+++ Document extract +++
# genome.py - a custom genome class which wraps biopython parsing code

import genbank # (1)
from Bio import Seq
from Bio.Alphabet import IUPAC

class Genome(object):
    """Genome - representing a genomic DNA sequence with genes
    
    Genome.genes[i] returns the CDS sequences for each gene i."""
    
    def __init__(self, accession_number):
        
        genbank.download([accession_number]) # (2)
        self.parsed_genbank = genbank.parse([accession_number])[0]
        
        self.genes = []
        
        self._parse_genes()
        
    
    def _parse_genes(self):
        """Parse out the CDS sequence for each gene."""
        
        for feature in self.parsed_genbank.features: # (3)
            if feature.type == 'CDS':
                
                #Build up a list of (start,end) tuples that will
                #be used to slice the sequence in self.parsed_genbank.seq
                #
                #Biopython locations are zero-based so can be directly
                #used in sequence splicing

                locations = []
                if len(feature.sub_features): # (4)
                    # If there are sub_features, then this gene is made up
                    # of multiple parts.  Store the start and end positins
                    # for each part.
+++ Information provided +++
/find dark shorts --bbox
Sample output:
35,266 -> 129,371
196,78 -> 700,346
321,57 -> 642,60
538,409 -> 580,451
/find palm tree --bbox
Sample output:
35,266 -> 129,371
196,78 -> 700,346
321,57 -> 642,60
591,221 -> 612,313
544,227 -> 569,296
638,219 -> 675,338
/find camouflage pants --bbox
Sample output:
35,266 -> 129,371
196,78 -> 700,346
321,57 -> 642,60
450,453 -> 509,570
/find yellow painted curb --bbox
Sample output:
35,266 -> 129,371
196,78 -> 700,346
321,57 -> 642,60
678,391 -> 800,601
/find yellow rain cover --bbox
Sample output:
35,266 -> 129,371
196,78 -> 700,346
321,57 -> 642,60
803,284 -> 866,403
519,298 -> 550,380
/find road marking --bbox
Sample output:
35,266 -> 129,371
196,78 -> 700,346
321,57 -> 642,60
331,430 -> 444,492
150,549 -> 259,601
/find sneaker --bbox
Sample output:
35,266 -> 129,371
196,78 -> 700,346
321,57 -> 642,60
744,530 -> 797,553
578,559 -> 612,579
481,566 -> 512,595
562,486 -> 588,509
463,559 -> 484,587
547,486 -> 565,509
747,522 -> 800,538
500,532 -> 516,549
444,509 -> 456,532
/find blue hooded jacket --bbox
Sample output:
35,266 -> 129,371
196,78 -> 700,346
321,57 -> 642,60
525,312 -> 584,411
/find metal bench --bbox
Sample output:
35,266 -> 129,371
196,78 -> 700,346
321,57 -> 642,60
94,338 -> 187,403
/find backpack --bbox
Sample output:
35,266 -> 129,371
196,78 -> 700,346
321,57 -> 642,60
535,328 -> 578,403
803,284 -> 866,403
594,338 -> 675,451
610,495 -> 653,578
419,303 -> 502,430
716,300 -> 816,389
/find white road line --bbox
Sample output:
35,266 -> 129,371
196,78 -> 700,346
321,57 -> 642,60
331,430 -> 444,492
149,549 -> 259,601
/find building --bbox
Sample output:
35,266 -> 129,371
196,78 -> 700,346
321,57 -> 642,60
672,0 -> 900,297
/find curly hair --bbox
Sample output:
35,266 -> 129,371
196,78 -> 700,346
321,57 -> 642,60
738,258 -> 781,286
+++
Problem statement —
According to the comments in the genome.py code, why can Biopython locations be used directly in sequence splicing? Rely only on the genome.py code for this.

Response to this exercise —
They are zero-based.